• Material for this task:
-- Opening Marker --

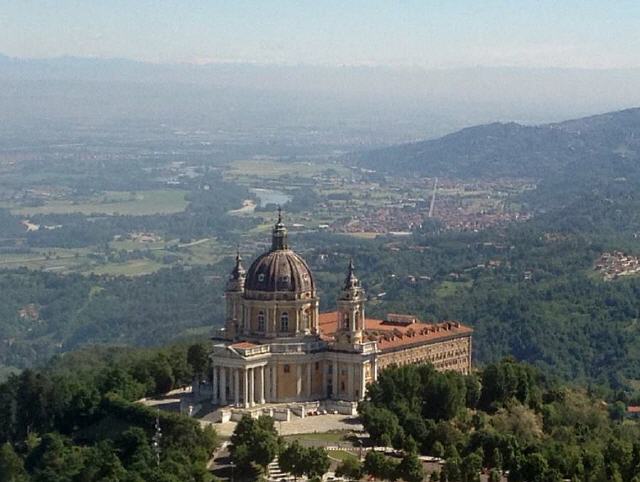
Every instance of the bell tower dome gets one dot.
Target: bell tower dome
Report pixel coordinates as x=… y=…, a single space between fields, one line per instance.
x=351 y=319
x=233 y=294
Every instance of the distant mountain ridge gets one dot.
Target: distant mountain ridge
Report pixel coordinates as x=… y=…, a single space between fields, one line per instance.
x=606 y=143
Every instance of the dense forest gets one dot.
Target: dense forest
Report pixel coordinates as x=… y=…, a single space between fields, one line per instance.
x=508 y=418
x=64 y=312
x=76 y=420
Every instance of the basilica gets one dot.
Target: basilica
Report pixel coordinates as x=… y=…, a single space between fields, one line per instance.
x=277 y=348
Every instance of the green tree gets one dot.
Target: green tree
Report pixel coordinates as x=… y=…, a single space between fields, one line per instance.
x=410 y=468
x=452 y=469
x=378 y=466
x=471 y=466
x=316 y=462
x=11 y=465
x=198 y=358
x=350 y=468
x=254 y=442
x=495 y=475
x=293 y=459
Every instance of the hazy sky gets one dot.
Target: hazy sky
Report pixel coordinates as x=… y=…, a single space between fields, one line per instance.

-- Closing Marker --

Give the records again exactly, without pictures.

Every instance of the bell tower dome gets one dot.
Target: bell tower dome
Report pixel coordinates as x=… y=…, a single space between fields, one line per instance.
x=351 y=319
x=233 y=294
Every instance of the distant mountain ridge gets one dot.
Target: distant mountain ridge
Report pixel coordinates as x=… y=…, a single space between fields, one line per instance.
x=606 y=143
Every instance of the dense forest gets one dot.
Target: dense forest
Report pixel coordinates as x=… y=…, a single space between fields, one line per instance.
x=508 y=418
x=64 y=312
x=76 y=420
Every instance of the basilica gets one dot.
Target: basilica
Report pixel coordinates as x=… y=…, a single space between fields, one line per instance.
x=277 y=348
Every instance of the green tree gets one dot.
Target: green tree
Report pixel coordinates as x=… y=…, a single space between fields, one line per instance.
x=410 y=468
x=452 y=469
x=378 y=466
x=471 y=466
x=316 y=462
x=11 y=465
x=198 y=358
x=350 y=468
x=254 y=442
x=495 y=475
x=293 y=459
Every instance of the hazy sky gets one dot.
Target: hazy sky
Report pixel coordinates as x=… y=…, a single space between fields, one line per instance.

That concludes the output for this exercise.